**INSTRUCTION:** Please pull out the lines of the material below, starting with the line that contains "Segment the colonnade." and going on through the line that contains "Provide the mask of the colonnade.". Reproduce them verbatim.

(Contour annotation records)
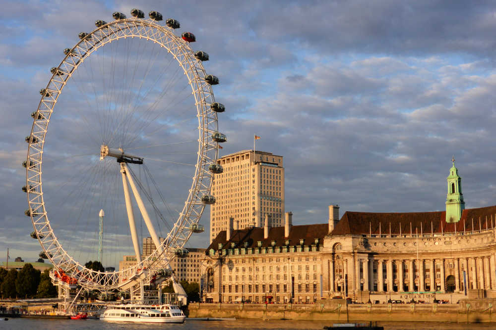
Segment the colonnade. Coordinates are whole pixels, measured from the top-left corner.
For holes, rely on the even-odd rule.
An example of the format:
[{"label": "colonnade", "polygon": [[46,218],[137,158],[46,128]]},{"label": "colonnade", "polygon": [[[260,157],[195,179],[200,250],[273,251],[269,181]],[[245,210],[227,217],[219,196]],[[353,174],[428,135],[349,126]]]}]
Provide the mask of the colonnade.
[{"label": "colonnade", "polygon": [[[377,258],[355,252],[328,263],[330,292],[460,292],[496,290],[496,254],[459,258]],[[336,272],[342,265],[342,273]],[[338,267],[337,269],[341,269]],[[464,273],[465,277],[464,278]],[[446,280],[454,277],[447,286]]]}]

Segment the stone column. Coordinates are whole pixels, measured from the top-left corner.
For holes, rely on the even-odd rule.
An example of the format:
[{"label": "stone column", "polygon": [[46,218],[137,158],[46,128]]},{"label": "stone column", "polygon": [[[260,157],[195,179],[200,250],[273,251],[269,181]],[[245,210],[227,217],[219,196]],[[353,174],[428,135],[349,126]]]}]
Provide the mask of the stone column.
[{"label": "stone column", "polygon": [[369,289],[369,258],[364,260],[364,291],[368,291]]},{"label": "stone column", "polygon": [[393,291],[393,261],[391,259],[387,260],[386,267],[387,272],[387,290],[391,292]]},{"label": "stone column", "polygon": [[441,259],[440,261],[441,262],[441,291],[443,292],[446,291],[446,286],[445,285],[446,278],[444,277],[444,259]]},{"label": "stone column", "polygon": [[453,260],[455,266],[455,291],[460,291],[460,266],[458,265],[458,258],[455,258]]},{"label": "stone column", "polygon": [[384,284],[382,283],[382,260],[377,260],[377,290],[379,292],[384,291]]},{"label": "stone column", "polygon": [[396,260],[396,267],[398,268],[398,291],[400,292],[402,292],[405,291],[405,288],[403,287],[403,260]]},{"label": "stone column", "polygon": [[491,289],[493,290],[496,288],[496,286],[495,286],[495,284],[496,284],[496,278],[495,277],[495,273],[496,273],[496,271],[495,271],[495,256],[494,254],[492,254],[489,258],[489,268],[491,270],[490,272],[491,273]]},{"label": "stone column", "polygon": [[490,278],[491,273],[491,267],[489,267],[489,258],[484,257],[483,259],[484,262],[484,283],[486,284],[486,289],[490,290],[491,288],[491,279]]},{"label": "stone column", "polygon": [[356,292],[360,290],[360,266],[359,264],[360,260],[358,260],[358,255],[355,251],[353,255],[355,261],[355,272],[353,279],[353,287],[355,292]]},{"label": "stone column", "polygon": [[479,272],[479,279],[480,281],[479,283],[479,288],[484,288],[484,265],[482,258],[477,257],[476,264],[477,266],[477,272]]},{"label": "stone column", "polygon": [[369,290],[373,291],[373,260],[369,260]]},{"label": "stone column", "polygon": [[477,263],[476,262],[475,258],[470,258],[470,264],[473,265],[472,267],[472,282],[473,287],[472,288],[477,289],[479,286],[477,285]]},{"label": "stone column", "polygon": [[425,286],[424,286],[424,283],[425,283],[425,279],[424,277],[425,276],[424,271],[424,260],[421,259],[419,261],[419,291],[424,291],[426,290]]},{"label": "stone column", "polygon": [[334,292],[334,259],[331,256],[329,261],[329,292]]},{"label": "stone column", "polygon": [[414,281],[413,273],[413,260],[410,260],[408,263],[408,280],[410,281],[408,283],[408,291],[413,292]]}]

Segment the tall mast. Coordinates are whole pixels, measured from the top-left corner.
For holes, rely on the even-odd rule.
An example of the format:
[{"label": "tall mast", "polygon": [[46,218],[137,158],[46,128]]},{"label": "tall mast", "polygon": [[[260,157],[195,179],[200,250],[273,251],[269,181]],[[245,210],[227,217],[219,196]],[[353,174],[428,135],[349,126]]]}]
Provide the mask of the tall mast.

--

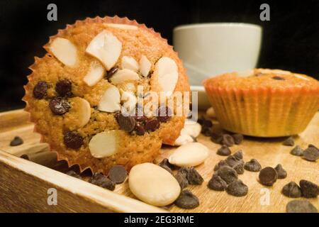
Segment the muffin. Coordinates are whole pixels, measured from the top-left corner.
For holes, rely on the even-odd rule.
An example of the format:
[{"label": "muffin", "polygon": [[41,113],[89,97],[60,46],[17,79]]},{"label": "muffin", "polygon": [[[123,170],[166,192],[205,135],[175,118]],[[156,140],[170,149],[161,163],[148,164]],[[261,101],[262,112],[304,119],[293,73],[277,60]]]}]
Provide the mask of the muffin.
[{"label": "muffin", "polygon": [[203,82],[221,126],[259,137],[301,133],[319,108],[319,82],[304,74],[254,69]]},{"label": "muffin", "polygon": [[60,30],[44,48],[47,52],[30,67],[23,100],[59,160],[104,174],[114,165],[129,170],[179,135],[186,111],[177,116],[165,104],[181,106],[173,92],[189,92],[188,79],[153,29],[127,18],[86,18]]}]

**EXPECTED ANSWER:**
Segment the colonnade. Coordinates are whole pixels, measured from the top-left corner.
For holes, rely on the even-odd rule.
An example of the format:
[{"label": "colonnade", "polygon": [[46,218],[137,158],[46,128]]},{"label": "colonnade", "polygon": [[[260,157],[195,179],[200,250],[273,251],[269,181]],[[245,210],[227,217],[219,196]],[[353,174],[428,135],[349,126]]]}]
Provide the mask of the colonnade.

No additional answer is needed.